Your assignment -> Your task is to return the line containing "Target: the green tree" and each line after it through the end of the entries, exactly, with no other lines.

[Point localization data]
# # # #
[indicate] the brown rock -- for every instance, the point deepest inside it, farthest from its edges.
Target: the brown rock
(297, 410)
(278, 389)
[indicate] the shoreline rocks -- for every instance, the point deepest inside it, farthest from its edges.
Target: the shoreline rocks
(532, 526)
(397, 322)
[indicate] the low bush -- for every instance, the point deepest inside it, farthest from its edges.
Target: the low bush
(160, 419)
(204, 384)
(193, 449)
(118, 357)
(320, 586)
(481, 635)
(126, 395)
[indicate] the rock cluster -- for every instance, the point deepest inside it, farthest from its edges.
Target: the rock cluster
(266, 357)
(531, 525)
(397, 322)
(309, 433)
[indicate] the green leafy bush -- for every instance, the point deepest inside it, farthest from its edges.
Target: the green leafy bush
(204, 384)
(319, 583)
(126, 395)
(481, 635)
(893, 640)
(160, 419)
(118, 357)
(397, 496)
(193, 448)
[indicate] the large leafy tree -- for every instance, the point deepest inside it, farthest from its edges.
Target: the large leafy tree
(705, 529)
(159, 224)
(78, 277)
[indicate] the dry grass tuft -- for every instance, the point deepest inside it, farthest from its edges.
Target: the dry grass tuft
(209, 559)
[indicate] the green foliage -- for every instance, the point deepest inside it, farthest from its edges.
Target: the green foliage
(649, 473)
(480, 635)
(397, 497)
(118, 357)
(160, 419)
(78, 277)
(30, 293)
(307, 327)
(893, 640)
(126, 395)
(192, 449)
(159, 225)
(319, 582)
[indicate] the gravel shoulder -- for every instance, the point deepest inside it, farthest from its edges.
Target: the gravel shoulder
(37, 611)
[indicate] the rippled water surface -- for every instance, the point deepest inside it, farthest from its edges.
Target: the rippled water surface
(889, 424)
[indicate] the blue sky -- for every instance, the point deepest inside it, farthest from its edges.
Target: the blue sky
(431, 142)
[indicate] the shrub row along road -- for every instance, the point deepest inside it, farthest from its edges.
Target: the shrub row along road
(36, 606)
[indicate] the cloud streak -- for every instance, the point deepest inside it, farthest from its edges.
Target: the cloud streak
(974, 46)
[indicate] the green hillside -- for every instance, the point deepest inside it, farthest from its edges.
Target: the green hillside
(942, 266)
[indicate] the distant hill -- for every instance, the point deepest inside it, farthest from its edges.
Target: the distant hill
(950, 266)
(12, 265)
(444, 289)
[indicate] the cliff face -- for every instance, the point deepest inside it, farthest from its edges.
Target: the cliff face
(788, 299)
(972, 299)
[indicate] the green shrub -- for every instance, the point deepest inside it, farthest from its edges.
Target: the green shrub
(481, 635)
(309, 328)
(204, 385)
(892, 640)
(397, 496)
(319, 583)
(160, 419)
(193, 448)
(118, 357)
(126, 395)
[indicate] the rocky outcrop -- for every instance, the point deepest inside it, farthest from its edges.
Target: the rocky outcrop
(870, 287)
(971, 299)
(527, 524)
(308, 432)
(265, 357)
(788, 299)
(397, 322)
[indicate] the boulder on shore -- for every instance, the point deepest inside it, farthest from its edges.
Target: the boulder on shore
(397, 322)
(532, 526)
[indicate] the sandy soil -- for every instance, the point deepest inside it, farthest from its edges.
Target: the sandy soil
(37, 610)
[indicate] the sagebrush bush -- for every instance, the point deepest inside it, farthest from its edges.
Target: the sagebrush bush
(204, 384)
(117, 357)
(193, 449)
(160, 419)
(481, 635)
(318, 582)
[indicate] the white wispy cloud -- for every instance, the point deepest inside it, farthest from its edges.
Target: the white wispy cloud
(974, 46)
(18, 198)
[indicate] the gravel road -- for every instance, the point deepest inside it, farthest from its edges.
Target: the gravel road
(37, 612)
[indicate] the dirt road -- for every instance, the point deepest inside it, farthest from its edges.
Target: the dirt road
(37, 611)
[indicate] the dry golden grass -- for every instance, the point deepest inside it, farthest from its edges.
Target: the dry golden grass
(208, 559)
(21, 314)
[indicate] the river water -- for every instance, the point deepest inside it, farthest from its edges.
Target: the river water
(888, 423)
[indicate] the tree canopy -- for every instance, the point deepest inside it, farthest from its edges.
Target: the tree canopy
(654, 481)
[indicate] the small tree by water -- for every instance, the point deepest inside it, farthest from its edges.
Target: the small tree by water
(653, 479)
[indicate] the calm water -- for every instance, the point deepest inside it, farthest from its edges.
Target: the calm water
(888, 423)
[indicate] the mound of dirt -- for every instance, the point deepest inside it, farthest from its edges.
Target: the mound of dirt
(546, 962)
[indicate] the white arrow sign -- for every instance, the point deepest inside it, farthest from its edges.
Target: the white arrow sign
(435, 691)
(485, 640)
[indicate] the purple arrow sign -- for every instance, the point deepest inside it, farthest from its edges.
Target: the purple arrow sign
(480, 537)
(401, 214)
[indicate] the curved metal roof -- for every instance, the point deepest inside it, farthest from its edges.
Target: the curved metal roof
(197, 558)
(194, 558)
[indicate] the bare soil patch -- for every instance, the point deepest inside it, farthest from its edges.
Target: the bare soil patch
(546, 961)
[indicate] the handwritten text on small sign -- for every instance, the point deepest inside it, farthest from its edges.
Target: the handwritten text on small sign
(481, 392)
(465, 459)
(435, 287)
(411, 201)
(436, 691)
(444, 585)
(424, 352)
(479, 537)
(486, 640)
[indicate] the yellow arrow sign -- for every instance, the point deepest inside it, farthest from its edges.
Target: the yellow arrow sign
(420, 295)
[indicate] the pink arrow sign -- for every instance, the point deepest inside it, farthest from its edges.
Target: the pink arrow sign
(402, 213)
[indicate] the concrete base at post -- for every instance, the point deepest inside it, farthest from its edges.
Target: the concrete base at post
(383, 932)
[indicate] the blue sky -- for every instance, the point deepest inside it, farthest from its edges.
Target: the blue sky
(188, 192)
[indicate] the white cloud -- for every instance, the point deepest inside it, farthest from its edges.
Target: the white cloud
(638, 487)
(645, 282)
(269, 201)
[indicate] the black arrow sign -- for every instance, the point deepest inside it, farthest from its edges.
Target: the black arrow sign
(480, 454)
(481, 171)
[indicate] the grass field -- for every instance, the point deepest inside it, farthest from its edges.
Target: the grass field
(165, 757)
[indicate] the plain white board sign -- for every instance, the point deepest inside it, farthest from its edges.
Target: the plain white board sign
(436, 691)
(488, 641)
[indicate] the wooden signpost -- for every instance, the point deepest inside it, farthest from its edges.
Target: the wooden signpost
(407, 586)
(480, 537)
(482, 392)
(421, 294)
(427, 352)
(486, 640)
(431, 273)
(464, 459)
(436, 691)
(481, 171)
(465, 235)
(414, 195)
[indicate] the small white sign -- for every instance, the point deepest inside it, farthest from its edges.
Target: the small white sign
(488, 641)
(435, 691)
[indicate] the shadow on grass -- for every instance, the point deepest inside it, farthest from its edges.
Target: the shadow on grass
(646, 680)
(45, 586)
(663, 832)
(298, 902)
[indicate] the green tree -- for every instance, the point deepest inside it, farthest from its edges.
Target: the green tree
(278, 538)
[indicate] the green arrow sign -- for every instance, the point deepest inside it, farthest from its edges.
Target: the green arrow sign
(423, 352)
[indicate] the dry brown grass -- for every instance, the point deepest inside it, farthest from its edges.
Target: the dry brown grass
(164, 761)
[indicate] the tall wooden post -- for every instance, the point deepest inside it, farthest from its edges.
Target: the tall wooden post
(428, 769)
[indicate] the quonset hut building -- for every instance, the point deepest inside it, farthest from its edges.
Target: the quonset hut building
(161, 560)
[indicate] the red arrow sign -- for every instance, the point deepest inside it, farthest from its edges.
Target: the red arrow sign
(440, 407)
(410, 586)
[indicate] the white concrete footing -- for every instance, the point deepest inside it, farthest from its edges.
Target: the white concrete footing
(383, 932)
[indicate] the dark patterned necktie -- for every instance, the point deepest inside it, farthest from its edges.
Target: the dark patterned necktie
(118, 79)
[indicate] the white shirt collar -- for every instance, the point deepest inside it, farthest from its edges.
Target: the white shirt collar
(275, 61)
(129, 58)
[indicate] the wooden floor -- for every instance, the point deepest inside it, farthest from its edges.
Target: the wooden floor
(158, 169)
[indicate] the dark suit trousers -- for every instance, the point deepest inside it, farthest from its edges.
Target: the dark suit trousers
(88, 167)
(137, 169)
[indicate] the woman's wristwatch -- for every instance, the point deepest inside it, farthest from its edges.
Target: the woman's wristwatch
# # # #
Result of the exercise ->
Target: the green tree
(278, 538)
[indicate] the green arrow sign -- for every instance, the point deepest inside it, farthest from its edges.
Target: the green arrow sign
(423, 352)
[indicate] the dry brown grass -- for every instance, the point deepest inside it, farthest from its edges.
Target: the dry brown grass
(164, 761)
[indicate] the tall wooden post -- for every instance, the point deepest inside it, farthest from its edges.
Target: the tall wooden post
(428, 769)
[indicate] the quonset hut building -- for every instance, the point deepest inside it, farthest from its edges.
Target: the quonset hut building
(161, 560)
[indicate] the red arrow sign -- for every instance, the point deepest inside it, farthest from its edges.
Target: the red arrow sign
(440, 407)
(410, 586)
[indicate] the white concrete footing -- for every instance, the point deepest inside it, farthest from its edges.
Target: the white concrete footing
(383, 932)
[indicate] the dark patterned necktie -- for every instance, the point deepest inside it, farthest from its edges.
Target: the dark patterned necktie
(118, 79)
[indicate] the white shirt collar -- for every instance, the point deepest inside it, farthest from its edges.
Target: the white shirt collar
(275, 61)
(129, 58)
[indicate] the wooden floor -- for every instance, the point deepest inside it, farthest from its edges.
Target: the wooden floor
(158, 169)
[indicate] the dark suit trousers -- for every instance, the point deepest inside it, farthest from its edges.
Target: the dark suit trousers
(88, 167)
(137, 169)
[indicate] the woman's wristwatch -- for every instance, the point deepest inside it, farthest from its edges.
Target: the woman's wristwatch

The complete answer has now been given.